>>>>>
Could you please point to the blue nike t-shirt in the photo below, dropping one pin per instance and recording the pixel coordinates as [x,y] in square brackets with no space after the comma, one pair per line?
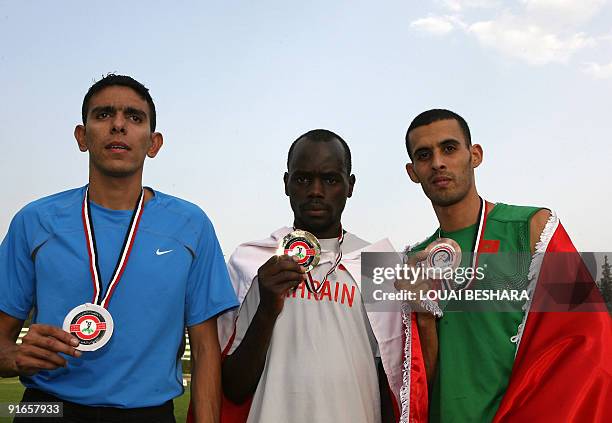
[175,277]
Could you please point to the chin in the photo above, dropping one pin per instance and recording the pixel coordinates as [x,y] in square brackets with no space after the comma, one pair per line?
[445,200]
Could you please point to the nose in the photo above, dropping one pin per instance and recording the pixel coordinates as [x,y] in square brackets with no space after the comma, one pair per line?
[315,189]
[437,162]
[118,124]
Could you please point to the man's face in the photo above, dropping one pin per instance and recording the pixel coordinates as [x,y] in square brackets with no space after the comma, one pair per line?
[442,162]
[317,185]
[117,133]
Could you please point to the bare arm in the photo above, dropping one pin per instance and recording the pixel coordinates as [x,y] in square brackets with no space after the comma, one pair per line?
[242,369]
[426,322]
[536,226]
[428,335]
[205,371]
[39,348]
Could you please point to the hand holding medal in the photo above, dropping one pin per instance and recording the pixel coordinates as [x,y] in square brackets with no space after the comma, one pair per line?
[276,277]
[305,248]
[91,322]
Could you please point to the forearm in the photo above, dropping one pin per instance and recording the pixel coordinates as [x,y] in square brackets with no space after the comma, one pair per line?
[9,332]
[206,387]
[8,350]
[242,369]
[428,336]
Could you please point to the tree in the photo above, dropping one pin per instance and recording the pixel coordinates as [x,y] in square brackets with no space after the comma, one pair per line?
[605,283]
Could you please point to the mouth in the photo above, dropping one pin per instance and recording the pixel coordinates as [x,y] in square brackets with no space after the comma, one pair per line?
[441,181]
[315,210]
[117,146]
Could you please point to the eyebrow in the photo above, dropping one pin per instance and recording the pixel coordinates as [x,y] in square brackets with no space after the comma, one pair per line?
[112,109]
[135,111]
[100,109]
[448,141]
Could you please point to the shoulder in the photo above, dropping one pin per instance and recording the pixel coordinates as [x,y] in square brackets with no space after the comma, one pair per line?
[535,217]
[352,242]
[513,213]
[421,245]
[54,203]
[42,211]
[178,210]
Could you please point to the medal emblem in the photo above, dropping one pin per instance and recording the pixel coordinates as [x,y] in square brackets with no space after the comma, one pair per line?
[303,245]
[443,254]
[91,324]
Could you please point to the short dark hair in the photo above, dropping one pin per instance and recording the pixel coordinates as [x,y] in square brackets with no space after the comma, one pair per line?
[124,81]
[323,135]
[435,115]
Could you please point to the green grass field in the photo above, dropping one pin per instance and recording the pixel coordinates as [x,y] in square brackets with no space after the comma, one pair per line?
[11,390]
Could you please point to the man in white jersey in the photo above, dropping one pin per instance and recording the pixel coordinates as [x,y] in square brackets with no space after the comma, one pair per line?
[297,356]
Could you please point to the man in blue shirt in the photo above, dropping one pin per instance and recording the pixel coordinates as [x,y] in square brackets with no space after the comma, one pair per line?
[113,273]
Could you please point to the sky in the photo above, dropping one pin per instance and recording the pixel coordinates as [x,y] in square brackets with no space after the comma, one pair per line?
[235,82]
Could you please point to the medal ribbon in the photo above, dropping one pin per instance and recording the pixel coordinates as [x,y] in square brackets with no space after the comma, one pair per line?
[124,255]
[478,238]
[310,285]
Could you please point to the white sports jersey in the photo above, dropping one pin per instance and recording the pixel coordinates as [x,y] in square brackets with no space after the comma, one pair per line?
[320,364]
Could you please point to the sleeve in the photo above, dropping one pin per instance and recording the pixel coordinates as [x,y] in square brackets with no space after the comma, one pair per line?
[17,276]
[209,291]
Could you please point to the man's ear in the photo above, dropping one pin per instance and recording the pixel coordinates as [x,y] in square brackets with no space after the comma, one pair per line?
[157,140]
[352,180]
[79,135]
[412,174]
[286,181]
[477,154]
<<<<<
What is asked:
Exclude every picture and copy the remaining data exactly.

Final result:
Could you please point to the blue nike t-shirt in the photo below, dropping one pin per instance and recording the pixel coordinates as [x,y] in square brackets with no space after the comma, one pair per line?
[175,277]
Could you please point to the chin in the photo above, dropping one pin per instance and recording the pixel coordinates as [x,y] in square brackets with no space after the comma, one pair per line?
[445,200]
Could you please point to the nose in the photo above, dropping one pin per instance and recording the pixel coordinates as [x,y] in square brackets with no space after the comma, one pair per line?
[315,189]
[437,162]
[118,124]
Could you please point to the man's face in the photo above, dropping one pin per instance and recording the pixel coordinates as [x,y] in square brackets with no space after the comma, one pair per line?
[442,162]
[317,185]
[117,133]
Could you please point to the bare arm in the photo above, dropping one pin per instance and recording the pixel coordinates as [x,y] in square brackets with no space after the comma, one pair per line?
[242,369]
[426,322]
[536,226]
[428,335]
[205,371]
[39,348]
Could you please point to the hand holding medal in the photo above, dropping one pin per instance and recording the pixel coordinates as [x,y] in square brackets with no space after the comma, one pair per line?
[276,277]
[305,248]
[91,322]
Could you please point to the forearm in the photo above, dropping one pin per instance and recording the pixel coordinates as [x,y] in square brackets with no space after the comma, one pair per line?
[9,332]
[206,387]
[8,350]
[242,369]
[428,336]
Could you please point to the tree in the photo above, dropping one pin per instance and recording the pixel coordinates as [x,y] in square brackets with no space after the comma, one pair per line?
[605,283]
Could you please point to the mouth in the photo above, dropping one pin per instance and recording the pixel coordinates as [x,y] in square brackets with no space after the comma, one pair per line?
[441,181]
[315,210]
[117,146]
Could you please point to the eyebrow in the photo above, dropping one pin per instance and recording the pixel coordinates as [x,y] in square brackets with no space after the comma, one pair per line?
[112,109]
[135,111]
[100,109]
[448,141]
Could you please point to the shoulder in the photo above, dropping one pin per instance and recording the pixel coordinates as [x,y] in square brackets with no space after the comma, one pair per line?
[535,217]
[352,242]
[513,213]
[421,245]
[54,203]
[42,211]
[178,210]
Could you please point to the medal emblem in the photo above, dropping one pin per instance and recording the pixel coordinates as [x,y] in square brackets with no space after the comma, one pair per line?
[303,245]
[443,254]
[91,324]
Could you please point to the short dark hair in the photo above, dropping one pin per instance and recording the pixel coordinates as [x,y] in square brackets with no space after the comma, one pair per line?
[124,81]
[323,135]
[435,115]
Could you please point to the green grass field in the photo above, dropping one pin per instance and recording the pixel coordinates as [x,y] in square brackets with no space after the comma, one pair per line?
[11,390]
Could you please point to the man in white jersey in the photo above, dropping one pin per instance and recording the pixel coordinates as [x,y] in square brackets with no space after the comma, one pair per line?
[297,356]
Could you please point to the man in blue shirt in the photo above, dropping one pin per instance and recording the pixel coordinates as [x,y] in square brackets with no space after the comma, one pair per line?
[113,273]
Could you please point to the sky in the photo above, dropping one pin per instance and recording the pixel coordinates as [x,y] in square brackets with no space after the comma, one pair per line?
[235,82]
Could you please point to the medal ribbon in the photo above, dropping one pin per instance and recording the pixel coordinates as [x,y] in square brackets with no space after the comma, one pair per line?
[124,255]
[478,238]
[310,285]
Could you please point to the white sports jersey in the photo above, dropping one pin per instance and recording the pixel coordinates as [x,y] in square brackets with no space after the comma, one pair per line?
[320,364]
Could you please point to the sleeve in the photo above, dropping one pin per instance and recording the pixel coordinates as [x,y] in square brackets with no space after the comma, one pair per line?
[17,276]
[209,291]
Could you please point to the man's ear in the photo above, dropping one pin per instance and recording the pixel coordinates as [x,y] in square brackets with no space after the comma, one pair per line?
[157,140]
[352,180]
[79,135]
[412,174]
[286,181]
[477,154]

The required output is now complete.